--- BEGIN EXTRACT ---

If a print statement is used only in debug mode, use the xip
instruction
xip 'printed only in debug mode'
print 'printed in both debug and release mode'
The xip
takes the same modifiers than the print
instruction.
The xip
instruction is usefull for debugging.
Read¶
You can read a file by specifying its url.
The extension is then assumed to be .out
read .data: x y z
You can specify a path in the file system with a string
read './data.out': x y z
You are then free to use any extension you want.
The read statement in Fython supports csv-like formats automatically. In Fortran, this is a called a list-directed read. For this release, the other kind of read statement are not supported.
You can use the name of variable that does not contains a dot for the read source
char(100) data
read data: x y z
If the name of the variable contains a dot, use the unit
modifier
read unit(mendeleiv.table): x y z
You can read into a vector or any other variable
read .data:
x[:, i]
atom.name
FyTypes¶
Only three kinds of data type can travel back and forth between Python and Fython
#>>>
from fython import *
x = Real()
y = Int()
z = Char(size=100)
m = load('.mean')
m.f(x, y, z)
Only function that have no return value can be called from Python.
In Fortran term, f
must be a subroutine.
Fython can modify in-place the element send by Python. The change will be seen in Python. The same is true in Python. In change made to a fytype in Python, will be seen in Fython.
The value of a fytype is always accesses with a slice, wheter the fytype is a scalar or a vector
#>>>
x = Real()
y = Real(value=[1, 2, 3])
x[:] = 9
y[:1] = 10 + x[:]
The three Fytypes all have the optional arguments size
, shape
and ``value.
They are shown below with their default value
#>>>
x = Real(size=4, shape=[], value=None)

--- END EXTRACT ---
--- BEGIN RECORD SET ---

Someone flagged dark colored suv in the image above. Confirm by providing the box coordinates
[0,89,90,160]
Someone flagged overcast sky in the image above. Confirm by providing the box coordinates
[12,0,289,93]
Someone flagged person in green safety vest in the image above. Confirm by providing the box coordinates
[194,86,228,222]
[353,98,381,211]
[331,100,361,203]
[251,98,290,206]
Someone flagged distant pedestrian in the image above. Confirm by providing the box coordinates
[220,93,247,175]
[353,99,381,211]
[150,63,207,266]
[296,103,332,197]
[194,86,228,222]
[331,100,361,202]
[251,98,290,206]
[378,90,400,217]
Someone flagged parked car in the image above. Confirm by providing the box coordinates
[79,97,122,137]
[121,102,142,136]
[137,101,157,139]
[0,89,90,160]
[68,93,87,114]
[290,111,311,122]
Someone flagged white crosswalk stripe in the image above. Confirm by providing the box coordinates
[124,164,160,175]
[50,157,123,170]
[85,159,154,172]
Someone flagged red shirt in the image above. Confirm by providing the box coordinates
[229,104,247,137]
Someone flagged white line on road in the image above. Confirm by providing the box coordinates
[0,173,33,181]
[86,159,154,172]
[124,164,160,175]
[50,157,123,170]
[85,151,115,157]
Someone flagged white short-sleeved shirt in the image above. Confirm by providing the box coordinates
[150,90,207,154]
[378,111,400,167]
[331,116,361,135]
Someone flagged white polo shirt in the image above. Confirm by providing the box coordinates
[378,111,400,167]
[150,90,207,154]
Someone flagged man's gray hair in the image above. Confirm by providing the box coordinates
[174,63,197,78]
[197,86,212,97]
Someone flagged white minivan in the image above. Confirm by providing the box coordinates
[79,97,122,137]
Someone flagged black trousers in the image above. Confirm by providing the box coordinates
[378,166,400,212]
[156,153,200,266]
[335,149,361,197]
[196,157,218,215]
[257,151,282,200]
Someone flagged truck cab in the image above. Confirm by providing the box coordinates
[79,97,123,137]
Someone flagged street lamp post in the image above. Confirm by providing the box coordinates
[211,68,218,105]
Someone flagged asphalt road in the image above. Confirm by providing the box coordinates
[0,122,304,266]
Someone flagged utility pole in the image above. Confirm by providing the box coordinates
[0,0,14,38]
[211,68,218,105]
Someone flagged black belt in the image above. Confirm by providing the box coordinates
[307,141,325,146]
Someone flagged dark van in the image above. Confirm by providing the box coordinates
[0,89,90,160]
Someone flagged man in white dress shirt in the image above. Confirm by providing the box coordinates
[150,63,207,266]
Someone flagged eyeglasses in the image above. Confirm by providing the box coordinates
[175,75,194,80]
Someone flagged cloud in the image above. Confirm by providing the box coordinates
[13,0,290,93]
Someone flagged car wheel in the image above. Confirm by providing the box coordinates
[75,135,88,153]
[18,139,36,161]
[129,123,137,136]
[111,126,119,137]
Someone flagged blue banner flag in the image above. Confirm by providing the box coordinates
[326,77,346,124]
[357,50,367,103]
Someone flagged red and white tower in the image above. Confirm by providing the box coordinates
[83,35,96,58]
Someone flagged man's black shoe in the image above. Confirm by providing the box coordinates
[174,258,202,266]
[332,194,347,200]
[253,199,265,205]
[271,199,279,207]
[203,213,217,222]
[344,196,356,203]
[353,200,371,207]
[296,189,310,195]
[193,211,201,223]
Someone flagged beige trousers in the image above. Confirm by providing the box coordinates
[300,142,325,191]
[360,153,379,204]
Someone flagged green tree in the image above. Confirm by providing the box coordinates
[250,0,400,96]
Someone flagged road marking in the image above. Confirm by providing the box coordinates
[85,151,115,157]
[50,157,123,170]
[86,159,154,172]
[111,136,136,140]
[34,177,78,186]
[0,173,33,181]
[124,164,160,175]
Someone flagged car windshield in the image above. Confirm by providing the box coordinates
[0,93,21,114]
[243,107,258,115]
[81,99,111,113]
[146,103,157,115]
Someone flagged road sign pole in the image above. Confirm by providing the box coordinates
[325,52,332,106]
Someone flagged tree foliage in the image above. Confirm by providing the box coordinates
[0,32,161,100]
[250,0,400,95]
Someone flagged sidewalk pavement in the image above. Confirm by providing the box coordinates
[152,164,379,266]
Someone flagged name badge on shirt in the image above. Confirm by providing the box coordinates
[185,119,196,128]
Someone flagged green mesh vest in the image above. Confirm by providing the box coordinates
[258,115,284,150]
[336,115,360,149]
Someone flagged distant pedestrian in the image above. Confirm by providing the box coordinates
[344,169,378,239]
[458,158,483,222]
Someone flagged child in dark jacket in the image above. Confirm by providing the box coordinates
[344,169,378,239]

--- END RECORD SET ---

REQUIRED ACTIONS -
1. What file extension does the Fython documentation say is assumed when a file is read by specifying its url?
2. Reproduce the Fython documentation verbatim, starting at "m.f(x, y, z)" and ending at "Real(value=[1, 2, 3])".
The material comes from a separate source and has nothing to do with the Fython documentation.

FULL ANSWERS -
1. .out

2.
m.f(x, y, z)
Only function that have no return value can be called from Python.
In Fortran term, f
must be a subroutine.
Fython can modify in-place the element send by Python. The change will be seen in Python. The same is true in Python. In change made to a fytype in Python, will be seen in Fython.
The value of a fytype is always accesses with a slice, wheter the fytype is a scalar or a vector
#>>>
x = Real()
y = Real(value=[1, 2, 3])